TASK LIST
1. List the four approaches under "Planning a Library Orientation" in the library orientation passage.
2. In the library orientation passage, what does the "ask us" service link to?
3. Reproduce the library orientation passage starting at the words "Below is an" and ending after "their research questions.".

Students who are early in their academic careers are often unfamiliar with and intimidated by the large holdings of our library collections; yet, to succeed at the University of Washington, they need to learn basic research skills. One great advantage of the CIC classroom is the immediate access to research materials it makes possible. It is easy to conduct a very effective library orientation from the computer classroom and to create integrated assignments that help students to develop these skills.

Below is an image of the library homepage navigation bar. Notice the "ask us" service, which links to a librarian ready to chat live with students about all of their research questions.

Top bar of UW Libraries home page

Planning a Library Orientation

  1. Invite a research librarian to your class to conduct a general library orientation or a library research session connected to a particular assignment. Not only can the librarian help your students develop effective search strategies, but he or she can also discuss how to evaluate both print and Web resources. To arrange for a librarian to visit your course, visit the library's page for Teaching Support for Faculty and Instructors.
  2. Prepare your students for orientation day by using the library's online research tutorial called Research 101. This tutorial is a basic introduction to the research process. It is not customized for the UW library system in particular. It is modular, so you can choose the pieces of it you would like your students to experience. Some of the modules include worksheets and quizzes. The tutorial can be completed in class or out of class.
  3. Direct your students to the library's extensive set of web tutorials, some of them videos, on searching for the various kinds of resources available in the library, as well as the for the basic steps of the research process. These tutorials can be watched from home as preparation for a research orientation and also incorporated into a Go-Post freewrite about previous research experiences.
  4. Conduct your own orientation to stay closer to the assignments and outcomes of your course. Instructors who are more experienced with the UW library system often opt to conduct their own library orientation session because they can more fully integrate the session with a course assignment, topic area and the outcomes. To get students started, consider doing a Library Assessment or Library Search exercise. These in-class activities are dynamic ways to get students engaged with the library's resources in a general way.

AVAILABLE DATA
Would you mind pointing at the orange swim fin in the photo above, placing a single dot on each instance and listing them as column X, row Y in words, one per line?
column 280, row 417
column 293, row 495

SOLUTIONS TO THE TASKS
1.
1. Invite a research librarian to conduct a general library orientation or a research session tied to an assignment.
2. Prepare students for orientation day with the online research tutorial Research 101.
3. Direct students to the library's web tutorials on searching for resources and on the basic steps of research.
4. Conduct your own orientation to stay closer to the course's assignments and outcomes.

2. A librarian ready to chat live with students about all of their research questions.

3.
Below is an image of the library homepage navigation bar. Notice the "ask us" service, which links to a librarian ready to chat live with students about all of their research questions.